══ RECORDS PROVIDED

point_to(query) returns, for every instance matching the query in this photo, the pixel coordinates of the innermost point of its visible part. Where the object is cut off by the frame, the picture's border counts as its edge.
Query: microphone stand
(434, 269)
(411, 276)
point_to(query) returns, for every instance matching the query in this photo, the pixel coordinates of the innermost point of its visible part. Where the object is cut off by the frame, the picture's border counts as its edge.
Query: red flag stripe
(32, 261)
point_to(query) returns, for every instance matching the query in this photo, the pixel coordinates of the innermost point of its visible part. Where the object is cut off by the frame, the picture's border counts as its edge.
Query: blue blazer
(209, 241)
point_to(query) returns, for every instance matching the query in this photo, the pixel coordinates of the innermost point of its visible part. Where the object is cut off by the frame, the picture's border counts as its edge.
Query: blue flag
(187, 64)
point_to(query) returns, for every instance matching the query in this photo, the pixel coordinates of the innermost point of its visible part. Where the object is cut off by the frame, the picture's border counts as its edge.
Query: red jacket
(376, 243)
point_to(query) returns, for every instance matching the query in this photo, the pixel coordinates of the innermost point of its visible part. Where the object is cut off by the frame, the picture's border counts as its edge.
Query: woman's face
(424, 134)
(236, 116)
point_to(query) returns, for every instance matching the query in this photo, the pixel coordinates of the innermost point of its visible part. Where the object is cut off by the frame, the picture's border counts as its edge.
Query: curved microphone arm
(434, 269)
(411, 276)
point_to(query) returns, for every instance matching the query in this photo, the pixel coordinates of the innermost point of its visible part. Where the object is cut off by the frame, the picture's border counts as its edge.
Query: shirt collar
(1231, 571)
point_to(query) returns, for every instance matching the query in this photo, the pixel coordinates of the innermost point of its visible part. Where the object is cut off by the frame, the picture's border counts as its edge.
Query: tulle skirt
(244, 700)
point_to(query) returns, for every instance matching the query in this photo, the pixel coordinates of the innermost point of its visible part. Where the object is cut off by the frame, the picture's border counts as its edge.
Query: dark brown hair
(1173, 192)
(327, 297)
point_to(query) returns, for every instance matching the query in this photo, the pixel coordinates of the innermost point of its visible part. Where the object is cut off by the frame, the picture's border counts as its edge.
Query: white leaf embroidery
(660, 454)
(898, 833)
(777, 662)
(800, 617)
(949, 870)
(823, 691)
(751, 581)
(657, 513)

════
══ RECORDS PROVIDED

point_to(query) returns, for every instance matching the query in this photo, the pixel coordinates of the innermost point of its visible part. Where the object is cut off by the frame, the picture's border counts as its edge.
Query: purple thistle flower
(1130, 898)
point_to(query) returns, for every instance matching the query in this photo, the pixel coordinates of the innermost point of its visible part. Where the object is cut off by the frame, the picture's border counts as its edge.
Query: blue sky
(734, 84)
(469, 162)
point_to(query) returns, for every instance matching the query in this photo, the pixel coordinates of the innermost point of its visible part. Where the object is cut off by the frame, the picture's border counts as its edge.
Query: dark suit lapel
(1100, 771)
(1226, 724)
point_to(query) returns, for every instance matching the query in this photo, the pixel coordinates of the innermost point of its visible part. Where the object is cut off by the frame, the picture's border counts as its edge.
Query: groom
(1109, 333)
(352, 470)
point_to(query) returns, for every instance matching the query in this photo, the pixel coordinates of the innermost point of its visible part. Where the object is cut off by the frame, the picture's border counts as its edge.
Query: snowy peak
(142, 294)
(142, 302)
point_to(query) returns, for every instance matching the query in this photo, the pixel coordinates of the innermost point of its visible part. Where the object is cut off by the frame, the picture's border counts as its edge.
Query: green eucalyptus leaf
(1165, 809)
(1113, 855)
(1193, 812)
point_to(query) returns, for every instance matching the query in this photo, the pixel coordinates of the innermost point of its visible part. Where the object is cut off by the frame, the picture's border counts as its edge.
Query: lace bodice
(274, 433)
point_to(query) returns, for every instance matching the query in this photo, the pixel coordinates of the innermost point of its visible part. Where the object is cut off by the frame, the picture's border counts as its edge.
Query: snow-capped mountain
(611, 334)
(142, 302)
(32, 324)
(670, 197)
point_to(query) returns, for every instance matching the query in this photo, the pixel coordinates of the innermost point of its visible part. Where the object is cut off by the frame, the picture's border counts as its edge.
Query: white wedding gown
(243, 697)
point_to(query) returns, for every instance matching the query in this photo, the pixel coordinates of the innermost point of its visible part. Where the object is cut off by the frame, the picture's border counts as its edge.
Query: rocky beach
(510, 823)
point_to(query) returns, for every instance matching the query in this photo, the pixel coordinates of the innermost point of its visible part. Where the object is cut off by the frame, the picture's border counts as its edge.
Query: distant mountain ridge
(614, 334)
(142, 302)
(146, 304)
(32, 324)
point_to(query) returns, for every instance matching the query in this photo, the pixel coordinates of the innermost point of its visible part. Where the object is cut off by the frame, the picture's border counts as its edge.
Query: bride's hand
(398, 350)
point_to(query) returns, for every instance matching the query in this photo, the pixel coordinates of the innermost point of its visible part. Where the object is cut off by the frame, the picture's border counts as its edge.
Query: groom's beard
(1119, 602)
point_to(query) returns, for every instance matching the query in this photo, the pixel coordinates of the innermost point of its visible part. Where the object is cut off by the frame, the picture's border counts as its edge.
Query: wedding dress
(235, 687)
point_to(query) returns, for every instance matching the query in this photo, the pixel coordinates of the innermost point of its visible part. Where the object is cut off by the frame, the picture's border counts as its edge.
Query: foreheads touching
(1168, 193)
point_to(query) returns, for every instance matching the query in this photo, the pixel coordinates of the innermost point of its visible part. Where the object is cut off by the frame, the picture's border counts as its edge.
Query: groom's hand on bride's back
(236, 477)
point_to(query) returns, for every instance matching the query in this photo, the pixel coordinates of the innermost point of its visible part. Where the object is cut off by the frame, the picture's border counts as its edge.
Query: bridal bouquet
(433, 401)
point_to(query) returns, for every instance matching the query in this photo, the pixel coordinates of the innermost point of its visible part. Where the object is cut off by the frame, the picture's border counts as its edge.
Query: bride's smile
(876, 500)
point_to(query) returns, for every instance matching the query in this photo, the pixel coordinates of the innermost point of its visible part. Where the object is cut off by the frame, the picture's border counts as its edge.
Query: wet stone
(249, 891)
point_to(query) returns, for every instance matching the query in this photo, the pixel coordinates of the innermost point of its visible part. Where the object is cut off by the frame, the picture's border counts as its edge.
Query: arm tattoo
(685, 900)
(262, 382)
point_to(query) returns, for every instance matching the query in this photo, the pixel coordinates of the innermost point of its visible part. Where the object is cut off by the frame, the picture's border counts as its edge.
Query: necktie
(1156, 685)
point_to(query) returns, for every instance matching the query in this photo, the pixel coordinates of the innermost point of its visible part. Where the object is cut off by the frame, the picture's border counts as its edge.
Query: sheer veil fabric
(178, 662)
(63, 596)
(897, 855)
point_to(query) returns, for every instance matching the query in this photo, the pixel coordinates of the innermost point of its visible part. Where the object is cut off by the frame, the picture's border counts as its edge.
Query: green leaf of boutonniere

════

▶ EXERCISE INSTRUCTIONS
Taking the entries above, write out exactly each line from the one holding "Query: necktie" to the one holding "Query: green leaf of boutonniere", both included, and stop there.

▶ EXERCISE RESPONSE
Query: necktie
(1156, 685)
point_to(query) returns, for every instance matching the query in this photo, the pixel coordinates of the innermost point of its visible part. Where the object is cut off by the frame, the picture's border counts as its edge.
Query: sheer veil fabric
(178, 662)
(63, 596)
(897, 855)
point_to(query) returns, for every instance matching the query in this photo, the pixel coordinates of the innermost point of its visible part. Where the object is cut off by the frame, the picture's border counts as its edge.
Query: green leaf of boutonniere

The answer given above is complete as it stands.